◆ **Exercise details**:
Switch "balcony" to "window" wherever it appears in the records below, and write all their lines out again with nothing else changed. Leave the pictures out.

◆ **Information supplied**:
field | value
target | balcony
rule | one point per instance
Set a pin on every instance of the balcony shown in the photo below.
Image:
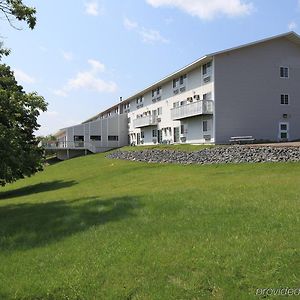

◆ **Completed task**:
field | value
target | window
rule | one point per instance
Set a pin on every instance of the window shown in the photo below.
Image:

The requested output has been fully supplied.